# WHAT THE EXERCISE ASKS
Copy the listing exactly; drop the pictures.

# STUDY MATERIAL
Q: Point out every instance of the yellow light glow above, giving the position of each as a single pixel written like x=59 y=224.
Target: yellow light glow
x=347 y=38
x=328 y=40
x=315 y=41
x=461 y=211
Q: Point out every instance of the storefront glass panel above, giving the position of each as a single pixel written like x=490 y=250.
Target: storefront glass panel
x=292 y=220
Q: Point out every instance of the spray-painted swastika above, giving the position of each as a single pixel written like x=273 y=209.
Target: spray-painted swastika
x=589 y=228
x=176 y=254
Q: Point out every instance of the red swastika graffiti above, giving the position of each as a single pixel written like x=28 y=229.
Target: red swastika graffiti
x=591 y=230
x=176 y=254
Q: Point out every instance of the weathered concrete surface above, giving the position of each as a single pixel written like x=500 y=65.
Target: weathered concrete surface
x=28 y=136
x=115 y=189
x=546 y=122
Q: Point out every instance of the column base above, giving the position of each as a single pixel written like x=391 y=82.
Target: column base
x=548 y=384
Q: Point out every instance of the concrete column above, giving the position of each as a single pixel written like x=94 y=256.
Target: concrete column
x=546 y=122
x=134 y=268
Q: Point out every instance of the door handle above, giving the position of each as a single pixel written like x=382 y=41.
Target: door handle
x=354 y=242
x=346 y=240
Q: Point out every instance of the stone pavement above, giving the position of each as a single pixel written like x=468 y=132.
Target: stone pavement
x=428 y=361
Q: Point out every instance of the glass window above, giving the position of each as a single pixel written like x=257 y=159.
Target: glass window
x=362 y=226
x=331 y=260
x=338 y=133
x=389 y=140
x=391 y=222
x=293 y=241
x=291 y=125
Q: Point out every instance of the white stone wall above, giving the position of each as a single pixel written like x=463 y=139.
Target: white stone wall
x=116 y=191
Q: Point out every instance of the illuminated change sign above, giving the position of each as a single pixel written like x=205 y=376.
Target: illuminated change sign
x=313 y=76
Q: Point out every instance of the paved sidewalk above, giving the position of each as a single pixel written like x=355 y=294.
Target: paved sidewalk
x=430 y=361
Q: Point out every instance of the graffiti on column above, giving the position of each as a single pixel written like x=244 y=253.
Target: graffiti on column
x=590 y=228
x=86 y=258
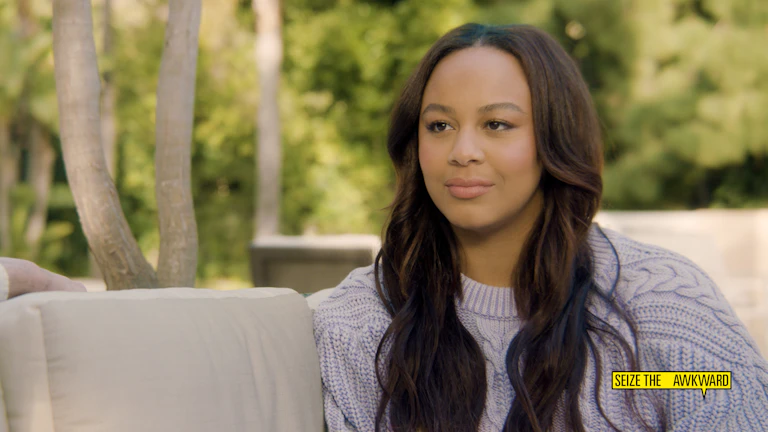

# WRITTEN REPLY
Q: Point out every instance of the yellow light glow above, giving the position of each as a single pixel written like x=59 y=224.
Target: yellow light glow
x=347 y=38
x=328 y=40
x=315 y=41
x=461 y=211
Q: Point out every instance of the storefront glass panel above, giving the position of each as a single pixel written like x=490 y=250.
Target: storefront glass panel
x=292 y=220
Q: Point out every instance of the spray-painted swastika above, giving the position of each as a single pixel written like x=273 y=209.
Target: spray-painted swastika
x=589 y=228
x=176 y=254
Q: Point out every instance of the red swastika graffiti above, giving the position of each as a single pixel written like x=28 y=229.
Target: red swastika graffiti
x=591 y=230
x=176 y=254
Q: Point out every instance of the weathered concrete surface above, giving the position of each as a single pixel written like x=500 y=65.
Target: weathered concrete surface
x=28 y=136
x=115 y=189
x=546 y=122
Q: Point out every instance of the column base above, giving the position of each as a single pixel written like x=391 y=82.
Target: column base
x=548 y=384
Q: Point out every instance of the concrete column above, giving the position of each as a single pixel written like x=94 y=256.
Target: concrete column
x=546 y=122
x=134 y=268
Q: Point out every instance of the door handle above, giving the position of each as a single pixel written like x=382 y=41.
Target: door handle
x=354 y=242
x=346 y=240
Q: Point out every instance of the stone pavement above, giving the position of each as a single pixel written like x=468 y=132.
Target: stone pavement
x=428 y=361
Q: Point out every instance of the glass window above, giving the position of each as a single pixel written like x=257 y=159.
Target: glass window
x=362 y=226
x=331 y=260
x=338 y=133
x=389 y=140
x=391 y=222
x=293 y=241
x=291 y=125
Q: Point out every instance of the white stone wall above, giving the position of each as a single pixel written like x=463 y=139.
Target: white stone wall
x=116 y=191
Q: Point out every instance of the illuminated change sign above, giving the position of each as a single pixel written like x=205 y=376.
Target: illuminated change sign
x=313 y=76
Q: Point out every instance of the paved sidewalk above, giving the position of each as a single pixel written like x=355 y=294.
Target: paved sidewalk
x=430 y=361
Q: Point out every instance of the graffiti on column above, giving the position of each as a single pixel written like x=244 y=253.
Target: graffiti on column
x=590 y=228
x=86 y=258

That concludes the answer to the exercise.